- [Written task 1]
List each line in the records below that contains the word "gloved".

- [Passage shown]
===============

TO: Fixed-Income Advisory Committee
Money Market Funds Advisory Committee
SEC Rules Committee RE: ICI Draft Letter to Treasury Department Regarding Additional Post-Trade Transparency in Treasury Market - Your Comments Requested by August 9

 

In June, the US Department of the Treasury ("Treasury") issued a notice and request for information (RFI) on the possibility of additional post-trade transparency of data for secondary transactions in Treasury securities.[1] Comments on the RFI are due to Treasury by August 26, 2022, although ICI plans to file our comment letter early, on August 19, 2022.

ICI has prepared the attached draft letter, which is summarized below, for your review and comment. We have also included questions and notes to you in the draft on which we request your response. Please provide your written comments to Sarah Bessin at sarah.bessin@ici.org no later than Tuesday, August 9. That will give us the opportunity to revise the draft letter and circulate a "fatal flaw" draft on August 11-12. We will request final comment on the "fatal flaw" draft by Tuesday, August 16.

Background

ICI's letter explains that funds are important and significant investors in the Treasury markets and support measures that promote liquidity in this market. We believe that post-trade public transparency, if appropriately calibrated, may be helpful in promoting liquidity; absent such calibration, however, it also may negatively affect liquidity.

===============

- [Data section]
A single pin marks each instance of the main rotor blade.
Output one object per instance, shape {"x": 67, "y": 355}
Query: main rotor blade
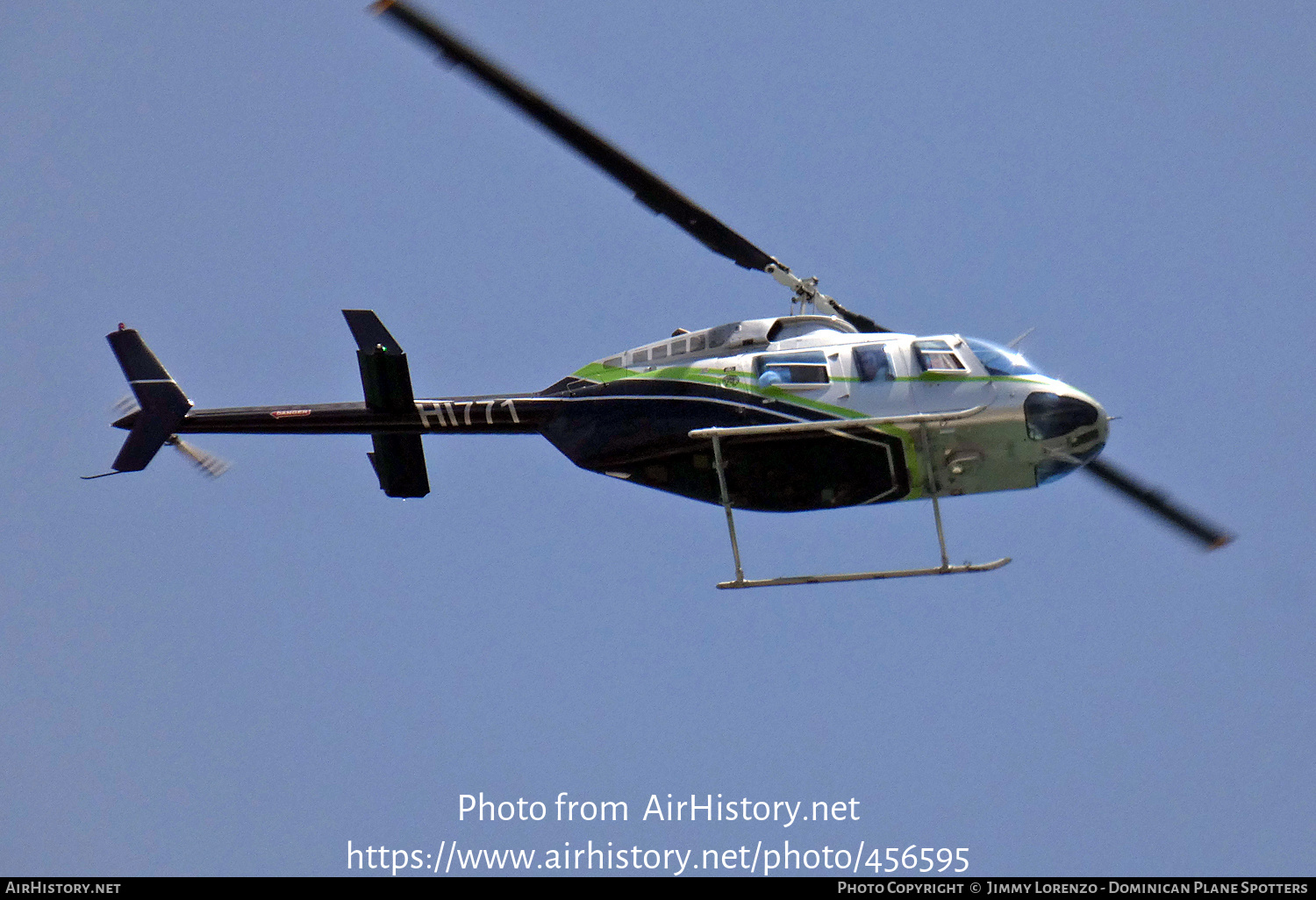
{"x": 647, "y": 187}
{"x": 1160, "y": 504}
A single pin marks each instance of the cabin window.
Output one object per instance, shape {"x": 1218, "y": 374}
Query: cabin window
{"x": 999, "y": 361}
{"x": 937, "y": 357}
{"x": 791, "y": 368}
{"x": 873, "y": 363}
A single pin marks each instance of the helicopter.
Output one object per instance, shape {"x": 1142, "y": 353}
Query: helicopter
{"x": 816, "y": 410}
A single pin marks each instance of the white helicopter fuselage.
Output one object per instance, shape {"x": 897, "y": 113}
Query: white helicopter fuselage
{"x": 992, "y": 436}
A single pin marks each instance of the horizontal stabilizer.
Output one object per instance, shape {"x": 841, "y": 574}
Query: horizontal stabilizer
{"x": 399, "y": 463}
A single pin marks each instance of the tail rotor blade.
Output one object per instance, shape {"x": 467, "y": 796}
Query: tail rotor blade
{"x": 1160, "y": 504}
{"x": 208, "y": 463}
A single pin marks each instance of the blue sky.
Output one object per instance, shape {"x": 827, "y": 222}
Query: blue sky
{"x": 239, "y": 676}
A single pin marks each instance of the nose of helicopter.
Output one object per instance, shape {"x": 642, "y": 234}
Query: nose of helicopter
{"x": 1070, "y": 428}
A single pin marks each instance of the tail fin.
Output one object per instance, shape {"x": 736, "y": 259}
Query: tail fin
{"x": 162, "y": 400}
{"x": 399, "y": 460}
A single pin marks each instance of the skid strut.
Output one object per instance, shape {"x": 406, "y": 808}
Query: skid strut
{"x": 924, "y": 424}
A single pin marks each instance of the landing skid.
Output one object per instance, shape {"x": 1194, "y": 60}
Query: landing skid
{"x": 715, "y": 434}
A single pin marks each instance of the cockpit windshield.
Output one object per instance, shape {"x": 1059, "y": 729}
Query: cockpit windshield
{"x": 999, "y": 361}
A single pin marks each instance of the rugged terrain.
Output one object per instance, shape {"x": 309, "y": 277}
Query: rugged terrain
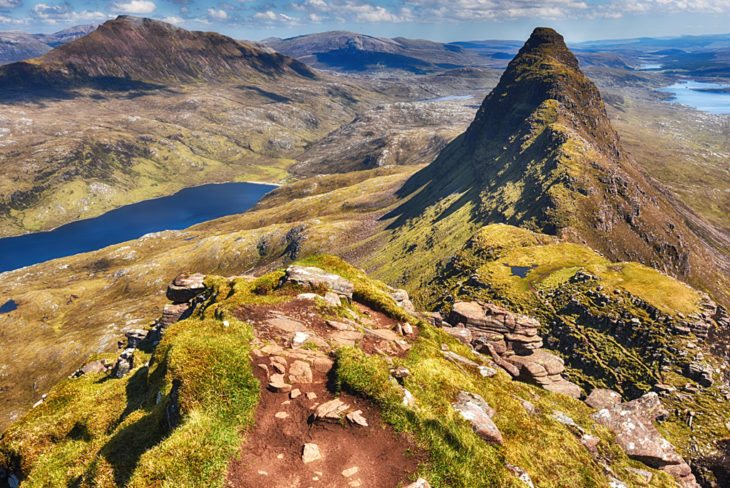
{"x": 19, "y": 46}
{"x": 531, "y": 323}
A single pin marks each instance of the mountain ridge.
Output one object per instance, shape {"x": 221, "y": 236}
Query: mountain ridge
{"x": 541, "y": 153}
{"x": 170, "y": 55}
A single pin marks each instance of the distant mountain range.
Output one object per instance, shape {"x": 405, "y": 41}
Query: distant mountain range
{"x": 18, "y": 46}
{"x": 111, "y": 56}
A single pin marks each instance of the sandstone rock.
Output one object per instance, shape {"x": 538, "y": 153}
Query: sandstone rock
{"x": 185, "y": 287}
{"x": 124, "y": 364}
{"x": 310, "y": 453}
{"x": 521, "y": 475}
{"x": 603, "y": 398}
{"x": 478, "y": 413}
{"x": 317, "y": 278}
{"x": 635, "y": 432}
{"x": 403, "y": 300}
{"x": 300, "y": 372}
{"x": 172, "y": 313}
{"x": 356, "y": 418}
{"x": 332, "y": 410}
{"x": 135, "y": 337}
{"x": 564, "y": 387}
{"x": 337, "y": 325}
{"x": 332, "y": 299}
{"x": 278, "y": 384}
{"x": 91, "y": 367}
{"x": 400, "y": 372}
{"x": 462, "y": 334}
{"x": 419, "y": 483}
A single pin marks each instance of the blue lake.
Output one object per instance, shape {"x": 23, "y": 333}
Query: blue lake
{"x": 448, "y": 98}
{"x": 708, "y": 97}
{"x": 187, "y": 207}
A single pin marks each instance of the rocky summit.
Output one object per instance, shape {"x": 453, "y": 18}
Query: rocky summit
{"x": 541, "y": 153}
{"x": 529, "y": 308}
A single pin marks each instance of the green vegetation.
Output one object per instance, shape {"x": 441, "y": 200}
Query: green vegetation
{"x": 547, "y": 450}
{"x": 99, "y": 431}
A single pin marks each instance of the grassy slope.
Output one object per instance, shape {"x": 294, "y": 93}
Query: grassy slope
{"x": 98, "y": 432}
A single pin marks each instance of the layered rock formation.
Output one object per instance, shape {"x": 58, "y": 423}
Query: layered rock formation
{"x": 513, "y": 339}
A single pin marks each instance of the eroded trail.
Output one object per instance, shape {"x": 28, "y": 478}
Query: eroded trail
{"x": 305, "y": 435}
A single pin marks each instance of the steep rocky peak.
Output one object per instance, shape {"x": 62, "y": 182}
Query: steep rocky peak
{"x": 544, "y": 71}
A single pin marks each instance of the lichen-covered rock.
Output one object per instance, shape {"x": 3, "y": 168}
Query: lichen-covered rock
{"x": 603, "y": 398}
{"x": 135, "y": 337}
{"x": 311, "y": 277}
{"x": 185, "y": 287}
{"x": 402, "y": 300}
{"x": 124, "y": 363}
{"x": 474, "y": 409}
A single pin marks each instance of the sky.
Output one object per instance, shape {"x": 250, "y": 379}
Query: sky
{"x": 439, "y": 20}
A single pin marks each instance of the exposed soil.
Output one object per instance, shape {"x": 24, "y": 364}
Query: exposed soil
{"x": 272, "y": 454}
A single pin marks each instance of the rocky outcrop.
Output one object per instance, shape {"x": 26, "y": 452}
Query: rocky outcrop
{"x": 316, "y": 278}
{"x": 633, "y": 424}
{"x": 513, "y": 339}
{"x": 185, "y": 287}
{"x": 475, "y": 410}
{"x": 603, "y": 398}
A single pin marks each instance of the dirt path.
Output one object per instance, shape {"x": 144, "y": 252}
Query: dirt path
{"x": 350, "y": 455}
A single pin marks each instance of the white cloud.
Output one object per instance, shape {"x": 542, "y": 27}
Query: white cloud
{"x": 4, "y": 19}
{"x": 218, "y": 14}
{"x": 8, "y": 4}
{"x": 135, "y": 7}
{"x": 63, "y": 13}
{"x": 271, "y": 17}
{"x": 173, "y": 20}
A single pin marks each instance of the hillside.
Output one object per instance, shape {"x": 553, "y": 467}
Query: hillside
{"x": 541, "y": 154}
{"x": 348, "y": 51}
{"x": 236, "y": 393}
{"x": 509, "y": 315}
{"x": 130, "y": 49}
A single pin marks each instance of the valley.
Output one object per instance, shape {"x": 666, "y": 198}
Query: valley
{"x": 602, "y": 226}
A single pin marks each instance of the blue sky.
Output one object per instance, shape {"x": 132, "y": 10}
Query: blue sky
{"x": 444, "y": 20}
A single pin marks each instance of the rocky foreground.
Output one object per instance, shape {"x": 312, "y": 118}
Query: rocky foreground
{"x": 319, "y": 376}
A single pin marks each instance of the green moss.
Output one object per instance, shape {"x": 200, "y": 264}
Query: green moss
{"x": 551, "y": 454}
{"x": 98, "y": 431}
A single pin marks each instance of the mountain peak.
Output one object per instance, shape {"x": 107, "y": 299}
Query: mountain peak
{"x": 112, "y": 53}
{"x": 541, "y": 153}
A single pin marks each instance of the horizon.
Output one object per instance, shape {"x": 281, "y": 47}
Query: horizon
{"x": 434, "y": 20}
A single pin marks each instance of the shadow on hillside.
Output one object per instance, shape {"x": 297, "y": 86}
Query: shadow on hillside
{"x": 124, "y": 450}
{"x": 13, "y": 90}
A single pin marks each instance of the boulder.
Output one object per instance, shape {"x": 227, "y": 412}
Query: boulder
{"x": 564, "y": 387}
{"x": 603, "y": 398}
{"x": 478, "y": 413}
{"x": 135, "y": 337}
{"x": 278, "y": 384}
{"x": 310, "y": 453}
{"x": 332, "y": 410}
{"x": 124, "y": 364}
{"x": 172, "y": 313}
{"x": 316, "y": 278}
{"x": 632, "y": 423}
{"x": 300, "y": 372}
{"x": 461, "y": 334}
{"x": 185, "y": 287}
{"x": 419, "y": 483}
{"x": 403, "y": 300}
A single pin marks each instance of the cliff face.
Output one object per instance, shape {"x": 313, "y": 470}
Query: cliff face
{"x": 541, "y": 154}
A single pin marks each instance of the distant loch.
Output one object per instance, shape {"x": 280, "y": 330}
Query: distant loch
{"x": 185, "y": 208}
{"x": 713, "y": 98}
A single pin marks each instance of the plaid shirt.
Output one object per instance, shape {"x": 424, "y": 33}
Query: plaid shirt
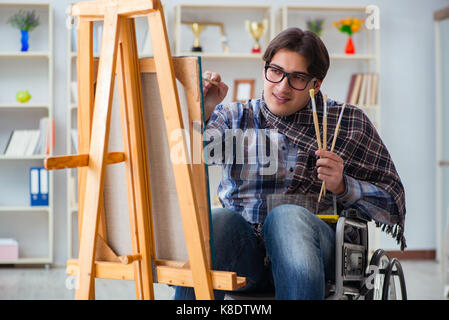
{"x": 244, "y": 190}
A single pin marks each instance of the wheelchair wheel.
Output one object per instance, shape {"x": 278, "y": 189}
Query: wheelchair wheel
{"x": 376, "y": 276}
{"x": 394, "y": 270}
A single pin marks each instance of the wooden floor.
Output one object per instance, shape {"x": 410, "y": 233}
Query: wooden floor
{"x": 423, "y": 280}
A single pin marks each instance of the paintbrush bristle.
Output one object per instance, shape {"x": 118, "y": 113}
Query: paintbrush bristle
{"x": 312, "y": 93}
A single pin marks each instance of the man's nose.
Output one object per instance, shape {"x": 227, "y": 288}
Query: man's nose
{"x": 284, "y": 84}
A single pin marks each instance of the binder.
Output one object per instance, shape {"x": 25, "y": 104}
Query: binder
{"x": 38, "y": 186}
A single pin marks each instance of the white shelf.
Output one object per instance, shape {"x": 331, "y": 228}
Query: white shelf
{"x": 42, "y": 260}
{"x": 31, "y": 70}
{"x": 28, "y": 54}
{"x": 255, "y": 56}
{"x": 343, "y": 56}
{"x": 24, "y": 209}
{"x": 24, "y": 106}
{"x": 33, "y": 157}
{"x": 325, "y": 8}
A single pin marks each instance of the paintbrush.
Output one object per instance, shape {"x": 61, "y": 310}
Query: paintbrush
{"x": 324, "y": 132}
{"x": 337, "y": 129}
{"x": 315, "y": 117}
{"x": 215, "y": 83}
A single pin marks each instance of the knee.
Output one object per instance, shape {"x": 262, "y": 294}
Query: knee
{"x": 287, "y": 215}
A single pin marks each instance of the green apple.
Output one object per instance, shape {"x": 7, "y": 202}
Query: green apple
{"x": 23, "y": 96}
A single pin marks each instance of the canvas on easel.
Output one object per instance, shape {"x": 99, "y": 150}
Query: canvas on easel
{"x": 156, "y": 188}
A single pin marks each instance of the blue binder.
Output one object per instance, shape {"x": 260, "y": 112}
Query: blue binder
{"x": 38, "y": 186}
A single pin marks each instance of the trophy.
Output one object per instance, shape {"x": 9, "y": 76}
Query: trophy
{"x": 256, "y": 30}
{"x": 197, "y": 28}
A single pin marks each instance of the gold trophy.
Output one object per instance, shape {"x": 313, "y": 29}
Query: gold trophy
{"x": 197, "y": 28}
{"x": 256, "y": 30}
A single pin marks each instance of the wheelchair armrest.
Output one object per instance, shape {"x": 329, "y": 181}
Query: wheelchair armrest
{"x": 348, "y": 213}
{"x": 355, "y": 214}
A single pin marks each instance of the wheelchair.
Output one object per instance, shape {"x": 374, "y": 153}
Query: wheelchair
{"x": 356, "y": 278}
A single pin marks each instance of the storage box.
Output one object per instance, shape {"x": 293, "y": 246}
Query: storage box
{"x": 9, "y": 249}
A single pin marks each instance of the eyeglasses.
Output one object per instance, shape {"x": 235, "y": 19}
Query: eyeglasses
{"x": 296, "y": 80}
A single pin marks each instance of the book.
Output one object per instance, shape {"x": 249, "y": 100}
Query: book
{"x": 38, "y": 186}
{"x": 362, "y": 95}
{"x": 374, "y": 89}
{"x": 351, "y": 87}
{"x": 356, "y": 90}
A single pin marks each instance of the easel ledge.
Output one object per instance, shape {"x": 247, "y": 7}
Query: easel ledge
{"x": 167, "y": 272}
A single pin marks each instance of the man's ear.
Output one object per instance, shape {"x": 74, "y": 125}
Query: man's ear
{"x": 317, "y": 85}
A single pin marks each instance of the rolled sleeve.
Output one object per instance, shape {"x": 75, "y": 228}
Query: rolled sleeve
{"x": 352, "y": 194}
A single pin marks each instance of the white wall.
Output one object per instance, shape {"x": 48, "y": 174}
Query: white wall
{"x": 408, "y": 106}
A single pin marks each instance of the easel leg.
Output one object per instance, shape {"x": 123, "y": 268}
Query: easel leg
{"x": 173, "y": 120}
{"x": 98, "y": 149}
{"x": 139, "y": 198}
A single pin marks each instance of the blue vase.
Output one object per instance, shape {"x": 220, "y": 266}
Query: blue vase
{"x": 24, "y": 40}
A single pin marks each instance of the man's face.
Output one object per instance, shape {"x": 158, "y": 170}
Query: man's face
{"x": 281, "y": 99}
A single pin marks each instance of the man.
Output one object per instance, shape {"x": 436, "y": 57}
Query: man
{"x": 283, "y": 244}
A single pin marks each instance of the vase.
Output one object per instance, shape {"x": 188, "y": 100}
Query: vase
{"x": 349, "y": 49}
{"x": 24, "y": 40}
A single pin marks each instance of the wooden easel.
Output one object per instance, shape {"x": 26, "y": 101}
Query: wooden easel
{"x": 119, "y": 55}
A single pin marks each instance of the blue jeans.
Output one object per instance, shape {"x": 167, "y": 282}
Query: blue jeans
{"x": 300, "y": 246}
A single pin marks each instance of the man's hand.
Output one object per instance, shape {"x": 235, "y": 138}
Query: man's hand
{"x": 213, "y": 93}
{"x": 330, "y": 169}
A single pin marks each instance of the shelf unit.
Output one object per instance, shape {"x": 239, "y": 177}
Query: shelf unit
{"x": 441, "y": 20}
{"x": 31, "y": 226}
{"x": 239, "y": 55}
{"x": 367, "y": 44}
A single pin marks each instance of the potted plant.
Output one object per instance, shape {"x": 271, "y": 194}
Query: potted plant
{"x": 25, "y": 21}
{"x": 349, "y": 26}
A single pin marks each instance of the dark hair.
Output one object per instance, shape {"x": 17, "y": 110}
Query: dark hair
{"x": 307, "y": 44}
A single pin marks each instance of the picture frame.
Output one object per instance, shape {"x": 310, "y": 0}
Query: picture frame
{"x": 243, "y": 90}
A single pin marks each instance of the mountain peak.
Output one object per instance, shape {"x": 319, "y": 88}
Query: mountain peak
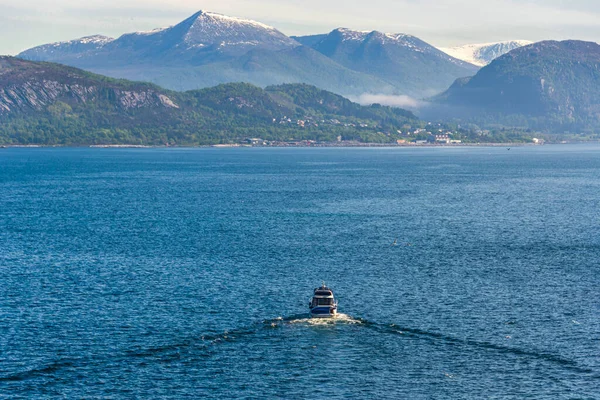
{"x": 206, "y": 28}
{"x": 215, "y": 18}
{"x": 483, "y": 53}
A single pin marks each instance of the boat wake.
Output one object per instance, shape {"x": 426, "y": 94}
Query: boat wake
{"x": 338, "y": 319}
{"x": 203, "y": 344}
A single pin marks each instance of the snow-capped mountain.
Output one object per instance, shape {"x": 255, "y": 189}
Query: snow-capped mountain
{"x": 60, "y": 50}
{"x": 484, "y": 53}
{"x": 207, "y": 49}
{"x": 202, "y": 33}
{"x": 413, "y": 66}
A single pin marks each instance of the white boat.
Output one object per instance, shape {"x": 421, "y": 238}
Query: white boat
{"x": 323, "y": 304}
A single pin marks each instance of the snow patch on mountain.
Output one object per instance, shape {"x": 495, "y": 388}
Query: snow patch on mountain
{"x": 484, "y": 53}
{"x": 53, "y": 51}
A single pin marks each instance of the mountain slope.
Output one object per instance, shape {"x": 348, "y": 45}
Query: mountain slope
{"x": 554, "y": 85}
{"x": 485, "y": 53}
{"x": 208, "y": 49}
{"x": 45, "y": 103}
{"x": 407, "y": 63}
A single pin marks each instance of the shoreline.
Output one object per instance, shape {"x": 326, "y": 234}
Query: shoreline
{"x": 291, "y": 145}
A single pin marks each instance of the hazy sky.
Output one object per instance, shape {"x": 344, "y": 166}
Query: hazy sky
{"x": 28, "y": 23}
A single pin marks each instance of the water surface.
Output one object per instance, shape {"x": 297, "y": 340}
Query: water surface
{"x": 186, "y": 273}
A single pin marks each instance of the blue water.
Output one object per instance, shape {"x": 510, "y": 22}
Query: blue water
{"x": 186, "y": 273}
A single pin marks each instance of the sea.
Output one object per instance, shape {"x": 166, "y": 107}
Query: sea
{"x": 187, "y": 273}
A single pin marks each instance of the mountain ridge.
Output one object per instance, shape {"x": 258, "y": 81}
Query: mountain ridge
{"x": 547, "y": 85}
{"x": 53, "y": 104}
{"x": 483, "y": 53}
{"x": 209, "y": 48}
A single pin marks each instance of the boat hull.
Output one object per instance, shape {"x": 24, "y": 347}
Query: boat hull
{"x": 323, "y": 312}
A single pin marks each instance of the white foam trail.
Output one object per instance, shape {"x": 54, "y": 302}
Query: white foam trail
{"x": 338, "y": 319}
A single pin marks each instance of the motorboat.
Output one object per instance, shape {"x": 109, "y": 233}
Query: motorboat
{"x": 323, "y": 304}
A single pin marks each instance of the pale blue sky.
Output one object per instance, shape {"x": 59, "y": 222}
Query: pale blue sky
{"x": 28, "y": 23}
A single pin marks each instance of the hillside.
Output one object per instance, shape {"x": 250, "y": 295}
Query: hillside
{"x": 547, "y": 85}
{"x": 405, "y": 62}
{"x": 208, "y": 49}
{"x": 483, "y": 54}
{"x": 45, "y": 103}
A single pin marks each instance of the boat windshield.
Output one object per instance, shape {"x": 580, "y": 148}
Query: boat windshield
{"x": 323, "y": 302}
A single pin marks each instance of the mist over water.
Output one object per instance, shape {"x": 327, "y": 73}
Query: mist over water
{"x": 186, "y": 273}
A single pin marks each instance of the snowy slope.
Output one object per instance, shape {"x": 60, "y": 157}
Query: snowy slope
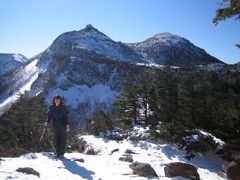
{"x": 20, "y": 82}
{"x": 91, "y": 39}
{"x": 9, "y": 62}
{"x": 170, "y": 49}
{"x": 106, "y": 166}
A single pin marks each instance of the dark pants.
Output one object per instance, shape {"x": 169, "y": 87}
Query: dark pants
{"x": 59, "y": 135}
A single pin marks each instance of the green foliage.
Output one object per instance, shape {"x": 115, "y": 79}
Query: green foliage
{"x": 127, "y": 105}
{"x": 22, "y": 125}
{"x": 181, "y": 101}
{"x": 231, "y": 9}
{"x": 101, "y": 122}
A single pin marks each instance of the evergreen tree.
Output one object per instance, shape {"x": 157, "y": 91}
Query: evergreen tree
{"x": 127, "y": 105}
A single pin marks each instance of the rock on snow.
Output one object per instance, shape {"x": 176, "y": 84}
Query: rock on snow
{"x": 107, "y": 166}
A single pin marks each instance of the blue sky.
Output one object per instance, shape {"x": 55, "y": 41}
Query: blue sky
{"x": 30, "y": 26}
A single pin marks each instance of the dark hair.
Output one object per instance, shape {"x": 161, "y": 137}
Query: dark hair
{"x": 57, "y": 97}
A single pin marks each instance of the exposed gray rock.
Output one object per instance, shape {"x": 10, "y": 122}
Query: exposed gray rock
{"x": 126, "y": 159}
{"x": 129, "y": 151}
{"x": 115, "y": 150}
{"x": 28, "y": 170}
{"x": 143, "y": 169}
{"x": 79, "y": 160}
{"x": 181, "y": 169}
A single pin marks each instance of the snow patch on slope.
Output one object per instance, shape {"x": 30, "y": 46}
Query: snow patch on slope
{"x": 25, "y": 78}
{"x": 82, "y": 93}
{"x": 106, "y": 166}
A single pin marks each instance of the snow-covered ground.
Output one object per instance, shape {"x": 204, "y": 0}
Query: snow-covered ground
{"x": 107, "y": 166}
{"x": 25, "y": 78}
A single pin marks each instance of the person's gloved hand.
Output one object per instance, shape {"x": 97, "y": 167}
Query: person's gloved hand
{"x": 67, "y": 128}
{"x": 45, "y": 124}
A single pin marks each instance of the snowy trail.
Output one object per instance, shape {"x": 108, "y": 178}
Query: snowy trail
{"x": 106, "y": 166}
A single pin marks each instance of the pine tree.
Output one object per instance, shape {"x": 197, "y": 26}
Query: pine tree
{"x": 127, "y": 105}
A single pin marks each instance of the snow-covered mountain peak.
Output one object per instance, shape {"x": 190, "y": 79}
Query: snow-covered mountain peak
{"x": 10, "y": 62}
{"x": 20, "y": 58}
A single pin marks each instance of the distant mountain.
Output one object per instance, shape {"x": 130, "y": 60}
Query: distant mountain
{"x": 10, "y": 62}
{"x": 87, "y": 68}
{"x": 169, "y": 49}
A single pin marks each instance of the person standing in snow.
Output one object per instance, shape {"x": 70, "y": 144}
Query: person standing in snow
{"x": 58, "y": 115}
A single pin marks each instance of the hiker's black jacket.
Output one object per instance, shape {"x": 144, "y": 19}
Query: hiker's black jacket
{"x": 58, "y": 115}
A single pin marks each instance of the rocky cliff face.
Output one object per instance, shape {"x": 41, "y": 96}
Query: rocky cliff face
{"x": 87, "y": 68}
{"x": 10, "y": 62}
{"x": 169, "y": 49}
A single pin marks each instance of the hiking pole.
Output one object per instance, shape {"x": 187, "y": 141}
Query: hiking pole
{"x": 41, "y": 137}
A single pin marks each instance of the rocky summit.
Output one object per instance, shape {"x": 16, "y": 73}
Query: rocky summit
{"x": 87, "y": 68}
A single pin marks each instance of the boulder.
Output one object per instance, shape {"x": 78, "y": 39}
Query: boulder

===============

- [Written task 2]
Print the entire memo above on post-trade transparency in the Treasury market, word for word.

- [Worked solution 1]
A single pin marks each instance of the person's gloved hand.
Query: person's gloved hand

- [Worked solution 2]
TO: Fixed-Income Advisory Committee
Money Market Funds Advisory Committee
SEC Rules Committee RE: ICI Draft Letter to Treasury Department Regarding Additional Post-Trade Transparency in Treasury Market - Your Comments Requested by August 9

 

In June, the US Department of the Treasury ("Treasury") issued a notice and request for information (RFI) on the possibility of additional post-trade transparency of data for secondary transactions in Treasury securities.[1] Comments on the RFI are due to Treasury by August 26, 2022, although ICI plans to file our comment letter early, on August 19, 2022.

ICI has prepared the attached draft letter, which is summarized below, for your review and comment. We have also included questions and notes to you in the draft on which we request your response. Please provide your written comments to Sarah Bessin at sarah.bessin@ici.org no later than Tuesday, August 9. That will give us the opportunity to revise the draft letter and circulate a "fatal flaw" draft on August 11-12. We will request final comment on the "fatal flaw" draft by Tuesday, August 16.

Background

ICI's letter explains that funds are important and significant investors in the Treasury markets and support measures that promote liquidity in this market. We believe that post-trade public transparency, if appropriately calibrated, may be helpful in promoting liquidity; absent such calibration, however, it also may negatively affect liquidity.